Brief. Quote the items below verbatim, starting at the very beginning and ending with the line that contains "240 149 L 209", both ends included. Omit any pictures from your reply.

Extracted material.

************

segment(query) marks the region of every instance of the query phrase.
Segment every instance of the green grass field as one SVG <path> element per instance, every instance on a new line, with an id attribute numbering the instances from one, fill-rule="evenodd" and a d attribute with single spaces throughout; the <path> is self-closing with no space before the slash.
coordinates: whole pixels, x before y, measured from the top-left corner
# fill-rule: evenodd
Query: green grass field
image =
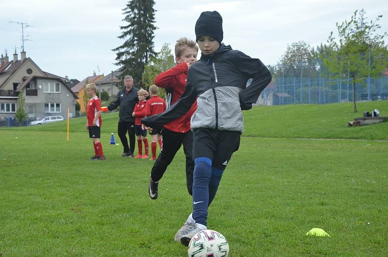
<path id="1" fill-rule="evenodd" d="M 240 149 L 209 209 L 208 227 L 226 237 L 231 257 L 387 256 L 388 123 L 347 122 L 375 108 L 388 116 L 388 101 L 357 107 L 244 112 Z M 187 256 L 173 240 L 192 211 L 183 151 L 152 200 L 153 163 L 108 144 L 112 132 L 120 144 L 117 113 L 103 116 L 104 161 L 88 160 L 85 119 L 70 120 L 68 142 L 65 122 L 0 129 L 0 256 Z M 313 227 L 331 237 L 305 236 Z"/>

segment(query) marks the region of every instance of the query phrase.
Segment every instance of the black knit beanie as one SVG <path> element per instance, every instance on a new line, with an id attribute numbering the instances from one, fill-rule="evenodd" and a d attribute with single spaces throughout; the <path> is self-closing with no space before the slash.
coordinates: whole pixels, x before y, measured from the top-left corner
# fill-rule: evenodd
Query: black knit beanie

************

Exercise response.
segment(query) marks the region of every instance of the query phrase.
Segment every instance of the green grass field as one SVG <path> element per instance, every instance on a new line, with an id attribute numbering the instances from one, fill-rule="evenodd" and a d attribute with single spaces throughout; the <path> is self-closing with no space before the slash.
coordinates: whole pixels, x before y, measured from the top-left corner
# fill-rule: evenodd
Query: green grass field
image =
<path id="1" fill-rule="evenodd" d="M 240 149 L 209 209 L 208 227 L 226 237 L 231 257 L 387 256 L 388 123 L 347 122 L 375 108 L 388 116 L 388 101 L 357 107 L 244 112 Z M 187 256 L 173 240 L 192 211 L 183 151 L 152 200 L 153 163 L 108 144 L 112 132 L 120 144 L 117 113 L 103 116 L 104 161 L 88 160 L 85 119 L 70 120 L 68 142 L 65 122 L 0 129 L 0 256 Z M 313 227 L 331 237 L 305 236 Z"/>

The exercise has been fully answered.